- Article -
◇ ◇ ◇ ◇ ◇

# My Self Centering Chuck- Thanks Ger21!!



## lew (Feb 13, 2008)

When Ger21 posted his self centering chuck, I knew I had to make one. Of course, I'm a cheap skate and used home made knobs and mounting block. Also, I didn't have any 1/2" material so this is all 3/4" plywood.



















What really worked out great is that I could reuse all of the holders created for my previous chuck- pictured here:



















My mounting block could be a little smaller, in diameter- to allow the holders to get closer to the center, or using small wing nuts will do it, too. But for now, everything seems to working great.

Thanks for looking.

Lew


----------



## vcooney (Jan 4, 2009)

Well done…I need to make one of those. Thanks for the idea.


----------



## GaryC (Dec 31, 2008)

Wish I knew what the heck it was….and what it does….


----------



## interpim (Dec 6, 2008)

when you spin the wooden disk while the wing-nuts are loose, the round holds move in as well at the same time, always keeping center. This allows you to chuck up things in a variety of different sizes. a lot of folks use this type setup to turn the tenon off of bowls and vases.


----------



## Ger21 (Oct 29, 2009)

The plastic knobs only cost me $8 for 6. I thought about making wood knobs, but only for a second.

Nice job.


----------



## sedcokid (Jul 19, 2008)

Looks like a great project! I will try makeing one, thanks for the idea, Good Job!

'The SedcoKid'


----------



## scrappy (Jan 3, 2009)

Still need to get mine made. Still resting from the christmas rush.haha

Scrappy


----------

◇ ◇ ◇ ◇ ◇

- Tasks -
[1] Answer these from the chuck thread:
(a) What material did lew build the chuck from?
(b) What did Ger21 pay for the plastic knobs?
(c) According to interpim, what do a lot of folks use this type of setup for?
[2] Count the lines in the rows that contain the string "green", matching case exactly, and give only the number.
The thread and the rows have no connection to each other.

- Object location annotation data -
◇ ◇ ◇ ◇ ◇

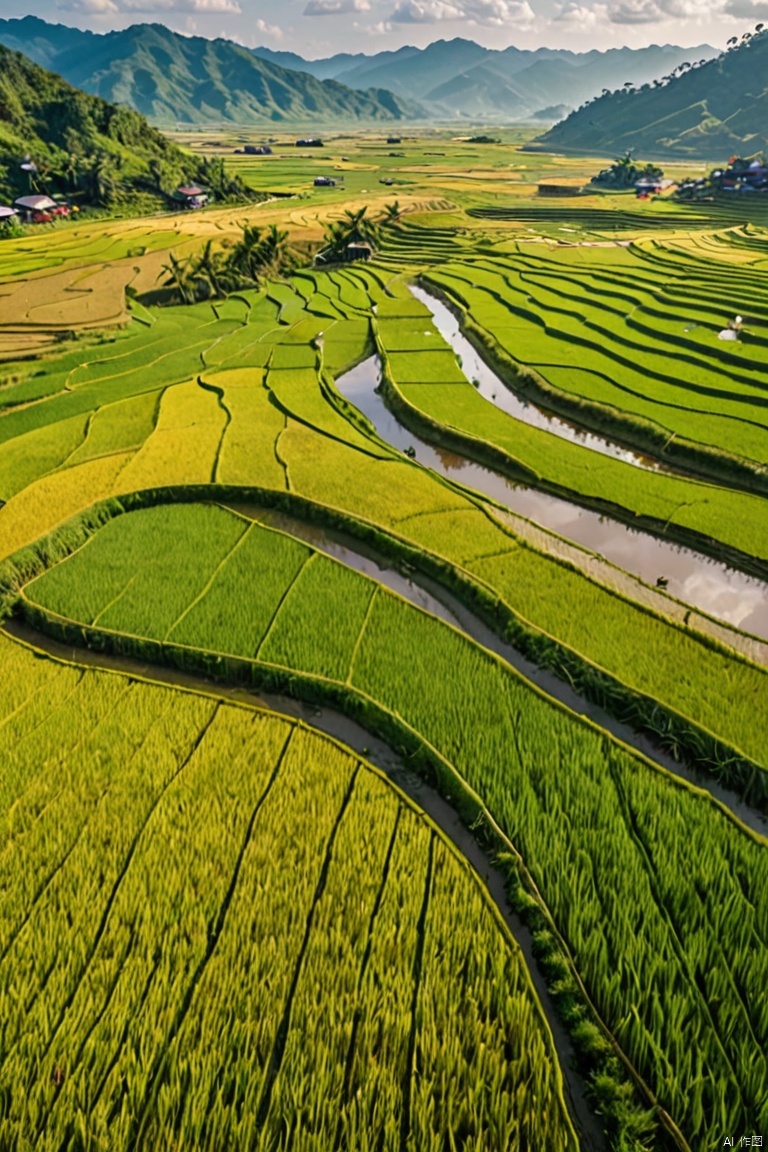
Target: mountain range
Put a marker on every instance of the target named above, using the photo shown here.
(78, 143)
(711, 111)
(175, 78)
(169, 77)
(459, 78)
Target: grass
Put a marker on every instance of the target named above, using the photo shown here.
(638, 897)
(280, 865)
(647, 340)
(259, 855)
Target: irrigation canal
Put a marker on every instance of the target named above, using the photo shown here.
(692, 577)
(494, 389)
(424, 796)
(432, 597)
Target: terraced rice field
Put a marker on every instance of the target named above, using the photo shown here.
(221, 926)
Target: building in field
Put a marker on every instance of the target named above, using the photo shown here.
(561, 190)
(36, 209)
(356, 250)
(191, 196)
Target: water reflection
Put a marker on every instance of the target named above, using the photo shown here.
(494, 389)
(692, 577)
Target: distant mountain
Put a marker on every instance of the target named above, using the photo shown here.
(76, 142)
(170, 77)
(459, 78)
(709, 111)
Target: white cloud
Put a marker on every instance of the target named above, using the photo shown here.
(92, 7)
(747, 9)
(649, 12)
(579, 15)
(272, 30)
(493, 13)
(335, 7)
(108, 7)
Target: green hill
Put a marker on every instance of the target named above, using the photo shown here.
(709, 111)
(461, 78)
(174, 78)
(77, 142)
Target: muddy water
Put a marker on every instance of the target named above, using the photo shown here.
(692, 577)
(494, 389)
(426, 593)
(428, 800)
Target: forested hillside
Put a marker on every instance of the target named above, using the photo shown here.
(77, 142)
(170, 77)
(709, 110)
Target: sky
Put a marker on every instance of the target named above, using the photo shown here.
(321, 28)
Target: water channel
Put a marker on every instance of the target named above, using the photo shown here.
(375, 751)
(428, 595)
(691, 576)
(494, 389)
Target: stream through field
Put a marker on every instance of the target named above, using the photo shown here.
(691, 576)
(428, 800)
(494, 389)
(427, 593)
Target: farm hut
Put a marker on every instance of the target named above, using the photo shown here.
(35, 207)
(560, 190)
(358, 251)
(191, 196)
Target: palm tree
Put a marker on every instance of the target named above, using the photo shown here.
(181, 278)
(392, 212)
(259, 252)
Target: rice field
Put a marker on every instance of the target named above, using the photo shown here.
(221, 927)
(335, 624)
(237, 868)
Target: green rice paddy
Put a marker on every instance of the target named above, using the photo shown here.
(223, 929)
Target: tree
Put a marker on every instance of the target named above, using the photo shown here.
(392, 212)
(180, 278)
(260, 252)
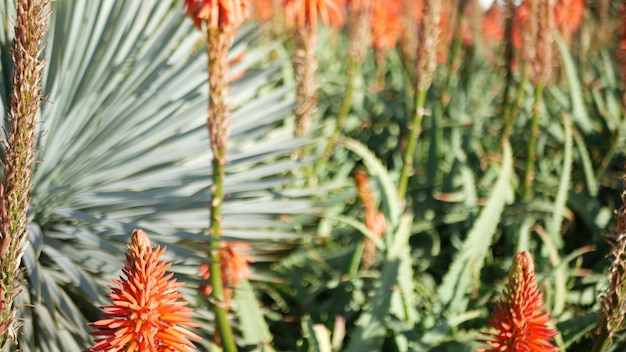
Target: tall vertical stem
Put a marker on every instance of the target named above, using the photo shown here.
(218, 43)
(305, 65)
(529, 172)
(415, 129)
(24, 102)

◇ ◇ ◇ ◇ ◇

- Solutions to the exercise -
[1]
(a) 3/4" plywood
(b) $8 for 6
(c) To turn the tenon off of bowls and vases

[2] 2